**WORK REQUIRED**
Pull out each line of the listing below that contains the string "Target".

======== DATA FOR THIS EXERCISE ========

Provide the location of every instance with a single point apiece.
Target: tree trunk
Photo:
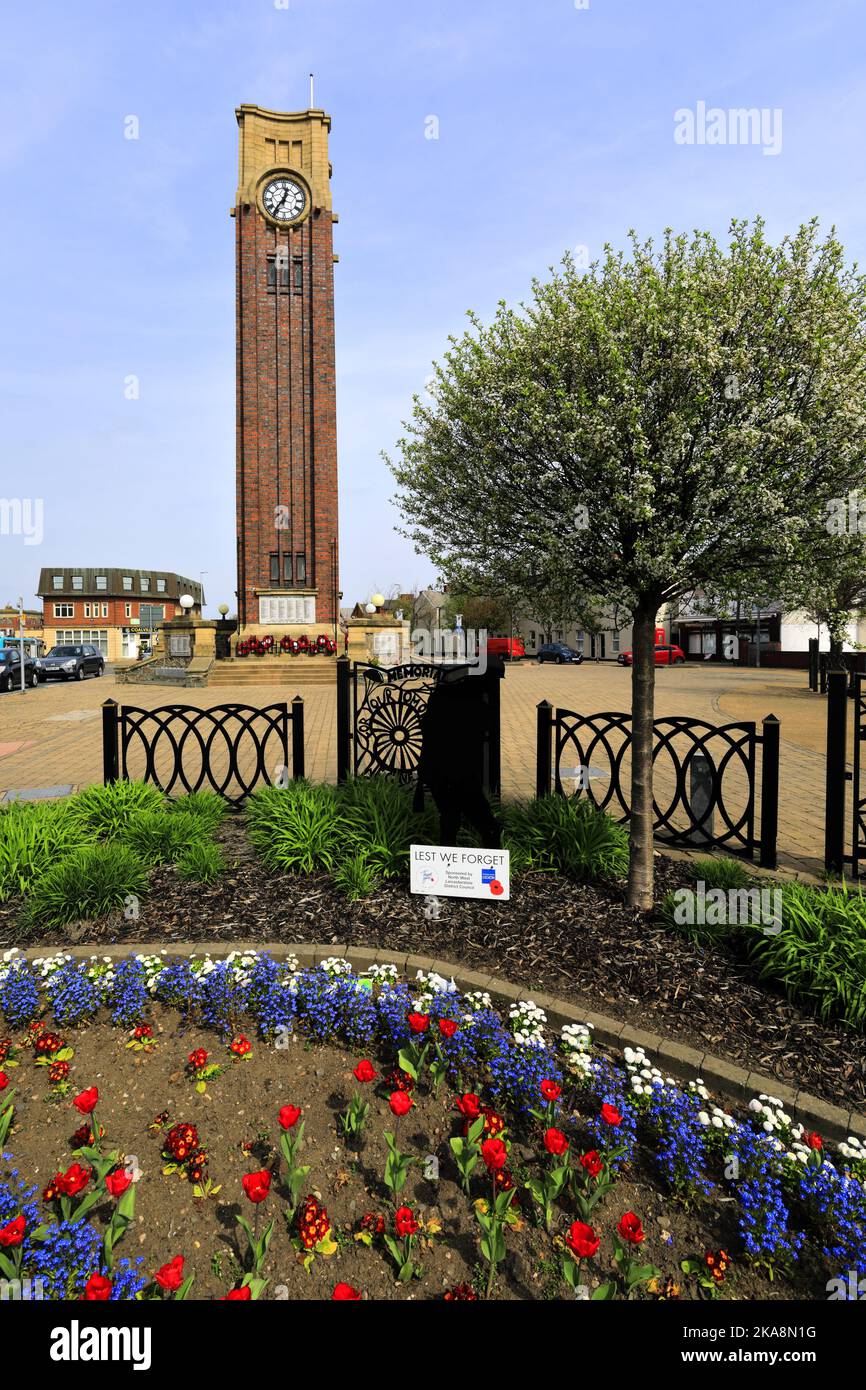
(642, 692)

========
======== DATA FOR THIS EXERCISE ========

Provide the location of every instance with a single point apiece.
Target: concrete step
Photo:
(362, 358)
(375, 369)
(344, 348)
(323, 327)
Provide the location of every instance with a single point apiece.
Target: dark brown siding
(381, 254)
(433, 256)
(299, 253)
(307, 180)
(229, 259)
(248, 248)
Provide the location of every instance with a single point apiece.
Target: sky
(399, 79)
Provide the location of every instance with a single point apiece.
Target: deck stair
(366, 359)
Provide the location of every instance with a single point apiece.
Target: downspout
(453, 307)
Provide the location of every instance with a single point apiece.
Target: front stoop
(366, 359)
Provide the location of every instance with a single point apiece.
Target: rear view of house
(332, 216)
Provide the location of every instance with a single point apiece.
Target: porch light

========
======== DATA FOR THIS EXERCISE ========

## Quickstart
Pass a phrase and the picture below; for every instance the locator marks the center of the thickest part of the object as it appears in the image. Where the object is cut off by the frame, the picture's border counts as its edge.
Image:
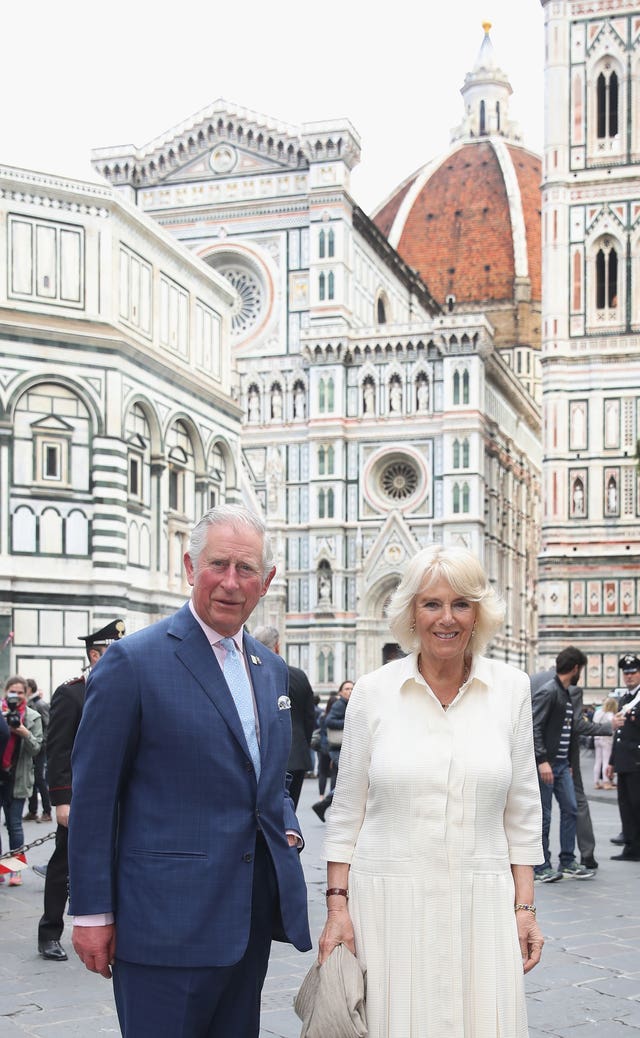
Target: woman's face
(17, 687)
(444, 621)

========

**THE REPLY**
Target: tree trunk
Target: concrete step
Target: dark brown siding
Target: sky
Target: deck stair
Target: downspout
Target: front stoop
Target: rear view of house
Target: porch light
Target: woman's face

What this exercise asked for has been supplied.